Jawaban untuk pertanyaan diatas
jelas sudah kita temukan, Reforma Agraria jawabannya. Konflik agraria akan usai
jika telah dilaksanakan reforma agraria yang sejati. Namun untuk menyelesaikan
konflik-konflik agraria dan melaksanakan reforma agraria di Indonesia agaknya
merupakan sesuatu yang maha sulit. Kompleks, multidimensi serta lintas sektoral
merupakan potret konflik agraria di Indonesia.

### DATA TUGAS:

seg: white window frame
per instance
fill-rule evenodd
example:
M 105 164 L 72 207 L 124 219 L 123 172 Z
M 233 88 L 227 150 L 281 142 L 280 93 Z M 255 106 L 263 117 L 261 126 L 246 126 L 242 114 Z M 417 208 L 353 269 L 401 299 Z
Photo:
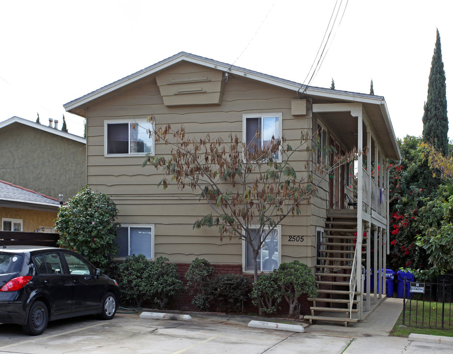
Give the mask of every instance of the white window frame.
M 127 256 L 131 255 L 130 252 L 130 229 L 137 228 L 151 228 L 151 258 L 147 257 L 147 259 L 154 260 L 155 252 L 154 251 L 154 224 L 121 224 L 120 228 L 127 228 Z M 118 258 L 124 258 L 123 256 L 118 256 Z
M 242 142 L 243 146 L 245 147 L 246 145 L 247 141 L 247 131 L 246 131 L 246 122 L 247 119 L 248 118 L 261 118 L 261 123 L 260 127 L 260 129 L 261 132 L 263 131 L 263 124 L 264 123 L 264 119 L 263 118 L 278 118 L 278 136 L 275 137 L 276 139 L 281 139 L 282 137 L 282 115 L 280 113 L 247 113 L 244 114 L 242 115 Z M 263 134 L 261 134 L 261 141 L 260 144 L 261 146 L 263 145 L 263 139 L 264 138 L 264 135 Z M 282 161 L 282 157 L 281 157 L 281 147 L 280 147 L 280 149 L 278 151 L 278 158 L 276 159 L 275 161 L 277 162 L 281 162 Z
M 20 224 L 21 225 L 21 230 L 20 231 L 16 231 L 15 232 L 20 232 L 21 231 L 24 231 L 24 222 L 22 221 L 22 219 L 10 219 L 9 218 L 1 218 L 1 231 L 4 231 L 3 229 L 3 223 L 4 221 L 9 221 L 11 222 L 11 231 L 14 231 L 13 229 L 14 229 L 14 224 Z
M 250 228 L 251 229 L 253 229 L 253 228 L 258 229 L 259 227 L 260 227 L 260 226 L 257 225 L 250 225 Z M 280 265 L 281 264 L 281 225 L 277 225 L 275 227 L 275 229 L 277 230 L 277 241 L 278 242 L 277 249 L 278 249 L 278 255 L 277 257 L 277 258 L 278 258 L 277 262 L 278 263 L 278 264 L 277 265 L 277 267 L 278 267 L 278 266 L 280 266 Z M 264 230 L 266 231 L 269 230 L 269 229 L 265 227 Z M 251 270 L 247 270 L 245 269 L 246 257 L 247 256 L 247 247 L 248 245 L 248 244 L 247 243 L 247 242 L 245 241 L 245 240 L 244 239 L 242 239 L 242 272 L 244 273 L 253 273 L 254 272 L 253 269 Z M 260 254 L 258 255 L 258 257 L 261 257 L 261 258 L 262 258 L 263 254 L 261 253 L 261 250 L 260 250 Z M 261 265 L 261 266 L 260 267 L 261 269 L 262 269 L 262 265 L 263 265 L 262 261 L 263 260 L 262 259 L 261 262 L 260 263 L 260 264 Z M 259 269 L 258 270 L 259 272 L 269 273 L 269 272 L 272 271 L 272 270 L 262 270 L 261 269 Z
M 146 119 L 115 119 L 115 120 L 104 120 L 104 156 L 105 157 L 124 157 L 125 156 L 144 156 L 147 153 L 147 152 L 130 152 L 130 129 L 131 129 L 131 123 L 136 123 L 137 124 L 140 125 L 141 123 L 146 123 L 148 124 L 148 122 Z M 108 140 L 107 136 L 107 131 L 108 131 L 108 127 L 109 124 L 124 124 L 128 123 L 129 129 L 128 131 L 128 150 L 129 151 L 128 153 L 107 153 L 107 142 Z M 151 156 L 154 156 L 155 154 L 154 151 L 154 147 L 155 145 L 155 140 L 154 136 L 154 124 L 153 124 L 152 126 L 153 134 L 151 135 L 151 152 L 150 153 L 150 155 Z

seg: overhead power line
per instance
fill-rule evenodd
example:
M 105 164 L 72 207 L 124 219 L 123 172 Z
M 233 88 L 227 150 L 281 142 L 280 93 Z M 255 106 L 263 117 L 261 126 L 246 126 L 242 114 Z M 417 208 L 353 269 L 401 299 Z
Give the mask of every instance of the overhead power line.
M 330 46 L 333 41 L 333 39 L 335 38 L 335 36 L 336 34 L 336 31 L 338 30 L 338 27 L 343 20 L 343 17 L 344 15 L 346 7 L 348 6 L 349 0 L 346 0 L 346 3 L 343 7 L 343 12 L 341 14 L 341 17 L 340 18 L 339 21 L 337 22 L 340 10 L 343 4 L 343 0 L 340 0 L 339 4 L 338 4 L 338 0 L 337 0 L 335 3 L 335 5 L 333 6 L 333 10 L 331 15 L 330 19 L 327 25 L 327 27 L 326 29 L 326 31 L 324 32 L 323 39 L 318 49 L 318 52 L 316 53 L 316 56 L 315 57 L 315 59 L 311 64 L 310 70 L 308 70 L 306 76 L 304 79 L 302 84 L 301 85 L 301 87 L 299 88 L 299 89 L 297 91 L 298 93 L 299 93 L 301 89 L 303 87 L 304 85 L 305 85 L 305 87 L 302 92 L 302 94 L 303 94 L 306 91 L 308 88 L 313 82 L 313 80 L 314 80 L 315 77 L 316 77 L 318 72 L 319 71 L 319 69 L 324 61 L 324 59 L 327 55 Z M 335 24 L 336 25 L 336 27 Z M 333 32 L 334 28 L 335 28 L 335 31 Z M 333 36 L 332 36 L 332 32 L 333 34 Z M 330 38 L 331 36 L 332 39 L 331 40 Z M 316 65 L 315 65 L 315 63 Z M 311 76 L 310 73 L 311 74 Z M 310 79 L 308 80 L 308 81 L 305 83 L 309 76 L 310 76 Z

==

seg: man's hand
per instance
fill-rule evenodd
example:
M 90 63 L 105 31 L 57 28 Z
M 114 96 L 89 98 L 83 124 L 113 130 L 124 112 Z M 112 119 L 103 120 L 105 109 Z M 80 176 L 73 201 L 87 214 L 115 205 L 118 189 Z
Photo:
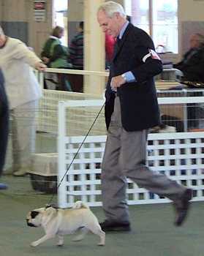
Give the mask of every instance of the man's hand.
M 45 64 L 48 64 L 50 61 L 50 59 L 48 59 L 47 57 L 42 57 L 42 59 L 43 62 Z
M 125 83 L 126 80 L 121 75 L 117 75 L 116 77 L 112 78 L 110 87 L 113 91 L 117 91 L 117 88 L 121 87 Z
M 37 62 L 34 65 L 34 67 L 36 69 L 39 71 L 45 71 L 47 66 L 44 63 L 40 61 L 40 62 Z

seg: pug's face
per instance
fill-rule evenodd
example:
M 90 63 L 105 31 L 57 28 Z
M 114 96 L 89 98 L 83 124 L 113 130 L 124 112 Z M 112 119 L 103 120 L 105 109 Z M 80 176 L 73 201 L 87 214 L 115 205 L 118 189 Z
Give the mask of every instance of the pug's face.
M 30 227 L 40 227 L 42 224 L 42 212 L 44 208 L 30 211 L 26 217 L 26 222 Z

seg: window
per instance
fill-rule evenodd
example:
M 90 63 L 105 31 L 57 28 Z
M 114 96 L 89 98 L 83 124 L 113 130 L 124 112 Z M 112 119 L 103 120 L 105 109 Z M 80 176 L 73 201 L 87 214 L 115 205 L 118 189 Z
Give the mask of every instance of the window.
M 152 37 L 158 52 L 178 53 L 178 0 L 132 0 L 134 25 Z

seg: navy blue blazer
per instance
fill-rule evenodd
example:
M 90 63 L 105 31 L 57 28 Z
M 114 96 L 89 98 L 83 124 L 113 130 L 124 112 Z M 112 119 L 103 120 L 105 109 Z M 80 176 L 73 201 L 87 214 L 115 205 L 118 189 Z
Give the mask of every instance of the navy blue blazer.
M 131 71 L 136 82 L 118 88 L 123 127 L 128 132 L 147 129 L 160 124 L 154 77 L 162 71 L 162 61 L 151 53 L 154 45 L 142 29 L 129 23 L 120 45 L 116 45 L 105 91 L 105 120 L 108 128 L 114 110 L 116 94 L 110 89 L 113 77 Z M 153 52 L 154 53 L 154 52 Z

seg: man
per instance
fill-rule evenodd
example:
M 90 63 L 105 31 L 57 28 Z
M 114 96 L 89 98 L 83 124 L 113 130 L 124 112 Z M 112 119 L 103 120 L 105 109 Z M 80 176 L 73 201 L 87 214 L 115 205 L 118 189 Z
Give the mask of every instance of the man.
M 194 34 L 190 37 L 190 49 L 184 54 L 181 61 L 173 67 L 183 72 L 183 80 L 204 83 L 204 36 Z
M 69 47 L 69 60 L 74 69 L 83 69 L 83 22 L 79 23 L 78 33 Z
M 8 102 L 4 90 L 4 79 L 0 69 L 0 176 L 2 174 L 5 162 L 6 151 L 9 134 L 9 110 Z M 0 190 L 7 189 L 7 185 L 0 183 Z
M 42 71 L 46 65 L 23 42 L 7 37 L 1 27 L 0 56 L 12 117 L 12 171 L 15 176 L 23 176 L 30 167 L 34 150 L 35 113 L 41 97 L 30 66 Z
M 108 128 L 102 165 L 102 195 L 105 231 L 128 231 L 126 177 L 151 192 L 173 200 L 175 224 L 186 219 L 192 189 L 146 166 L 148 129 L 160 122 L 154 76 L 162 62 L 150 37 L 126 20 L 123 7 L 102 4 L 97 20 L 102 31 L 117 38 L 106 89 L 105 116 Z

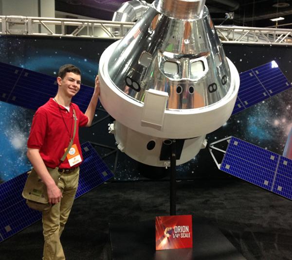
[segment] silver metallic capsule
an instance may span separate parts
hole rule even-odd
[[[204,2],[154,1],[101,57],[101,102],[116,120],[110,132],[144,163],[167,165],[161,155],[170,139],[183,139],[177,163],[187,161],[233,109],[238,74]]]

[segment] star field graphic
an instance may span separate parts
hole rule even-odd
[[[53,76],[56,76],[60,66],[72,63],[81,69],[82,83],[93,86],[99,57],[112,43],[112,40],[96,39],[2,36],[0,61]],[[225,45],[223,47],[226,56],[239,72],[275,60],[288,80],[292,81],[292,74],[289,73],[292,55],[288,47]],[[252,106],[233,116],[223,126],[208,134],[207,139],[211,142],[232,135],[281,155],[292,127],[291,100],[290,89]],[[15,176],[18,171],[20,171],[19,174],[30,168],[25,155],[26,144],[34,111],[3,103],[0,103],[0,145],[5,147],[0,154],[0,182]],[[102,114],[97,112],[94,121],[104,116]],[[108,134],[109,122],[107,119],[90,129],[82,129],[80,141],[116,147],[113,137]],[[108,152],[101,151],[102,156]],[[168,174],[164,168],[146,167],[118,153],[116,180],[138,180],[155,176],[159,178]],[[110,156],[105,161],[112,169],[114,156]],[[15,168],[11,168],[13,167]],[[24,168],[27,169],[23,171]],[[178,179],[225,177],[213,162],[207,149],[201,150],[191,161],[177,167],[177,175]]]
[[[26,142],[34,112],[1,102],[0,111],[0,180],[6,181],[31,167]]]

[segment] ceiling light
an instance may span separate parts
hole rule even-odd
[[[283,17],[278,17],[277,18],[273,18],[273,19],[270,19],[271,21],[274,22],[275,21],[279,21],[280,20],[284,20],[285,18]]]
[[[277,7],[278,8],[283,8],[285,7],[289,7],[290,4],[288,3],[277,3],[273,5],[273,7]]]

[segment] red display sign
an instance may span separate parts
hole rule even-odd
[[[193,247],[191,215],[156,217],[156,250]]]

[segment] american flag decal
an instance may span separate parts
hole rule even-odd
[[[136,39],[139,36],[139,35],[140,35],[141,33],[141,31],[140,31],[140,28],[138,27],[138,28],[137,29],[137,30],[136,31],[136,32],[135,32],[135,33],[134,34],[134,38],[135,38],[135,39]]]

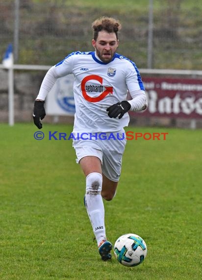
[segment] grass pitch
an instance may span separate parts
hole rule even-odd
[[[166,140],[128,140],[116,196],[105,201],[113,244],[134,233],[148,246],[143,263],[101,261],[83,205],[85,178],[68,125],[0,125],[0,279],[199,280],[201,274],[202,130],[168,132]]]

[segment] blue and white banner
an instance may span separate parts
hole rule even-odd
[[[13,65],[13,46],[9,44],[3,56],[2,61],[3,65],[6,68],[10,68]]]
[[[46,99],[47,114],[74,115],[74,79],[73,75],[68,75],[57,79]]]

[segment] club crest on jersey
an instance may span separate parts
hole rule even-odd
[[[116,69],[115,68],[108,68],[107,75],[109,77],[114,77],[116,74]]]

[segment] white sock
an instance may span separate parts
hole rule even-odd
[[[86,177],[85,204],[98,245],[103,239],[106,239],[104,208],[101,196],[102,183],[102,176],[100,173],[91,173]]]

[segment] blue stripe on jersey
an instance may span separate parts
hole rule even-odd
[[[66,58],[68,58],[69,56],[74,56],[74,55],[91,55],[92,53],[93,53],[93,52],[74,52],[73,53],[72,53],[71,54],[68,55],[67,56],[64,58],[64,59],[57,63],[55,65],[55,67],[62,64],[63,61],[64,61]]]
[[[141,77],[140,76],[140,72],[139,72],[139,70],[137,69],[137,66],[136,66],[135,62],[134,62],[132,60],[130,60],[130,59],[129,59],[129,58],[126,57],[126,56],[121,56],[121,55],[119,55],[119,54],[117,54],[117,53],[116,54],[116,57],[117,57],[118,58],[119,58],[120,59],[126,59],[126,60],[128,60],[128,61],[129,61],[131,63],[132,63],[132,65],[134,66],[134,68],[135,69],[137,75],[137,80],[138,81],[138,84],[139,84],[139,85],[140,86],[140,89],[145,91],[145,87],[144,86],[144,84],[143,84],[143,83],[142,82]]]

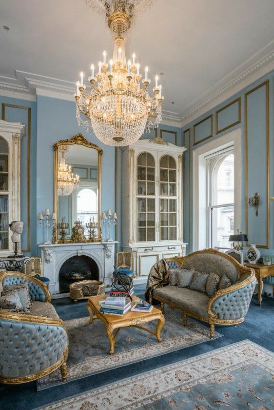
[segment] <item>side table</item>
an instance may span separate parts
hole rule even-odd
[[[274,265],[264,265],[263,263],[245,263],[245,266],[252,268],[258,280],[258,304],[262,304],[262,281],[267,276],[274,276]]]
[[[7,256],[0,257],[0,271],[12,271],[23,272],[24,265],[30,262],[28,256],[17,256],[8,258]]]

### YANG PERLU DIKERJAKAN:
A: Tulis ulang baris-baris catatan mulai dari baris yang memuat "[segment] red display sign" sampai dengan baris yang memuat "[[[193,247],[191,215],[156,217],[156,250]]]", termasuk kedua baris itu dan tanpa ada baris yang dilewati. Geser setiap angka koordinat pada jawaban sebesar -110.
B: Lanjutkan teks tentang konflik agraria dan reforma agraria di Indonesia dari titik tempat teks itu berhenti.

### HASIL TIAP TUGAS:
A:
[segment] red display sign
an instance may span separate parts
hole rule even-odd
[[[83,137],[81,105],[46,107],[46,140]]]

B:
Upaya untuk mewujudkan reforma
agraria pernah dilakukan di rezim SBY. Pada tanggal 31 Januari 2007 Presiden
SBY berencana memulai pelaksanaan reformasi agraria dengan prinsip tanah untuk
keadilan dan kesejahteraan rakyat. Sebelumnya pada 28 September 2006 SBY
memanggil Menteri Kehutanan, Menteri Pertanian dan Kepala Badan Pertanahan
Nasional RI untuk menetapkan 18,5 juta hektar hutan produksi konversi
dialokasikan bagi program reformasi agraria untuk mengatasi kemiskinan dan
pengangguran.[5] Namun
hal ini tidak trealisasi secara maksimal. Dari 4,8 juta hektar tanah terlantar
yang terindikasi oleh BPN RI baru 37.223 hektar yang ditetapkan sebagai tanah
terlantar dan parahnya lagi, tanah terlantar yang ditetapkan ini belum sempat
diredistribusikan kepada masyarakat. Petani pun kecewa.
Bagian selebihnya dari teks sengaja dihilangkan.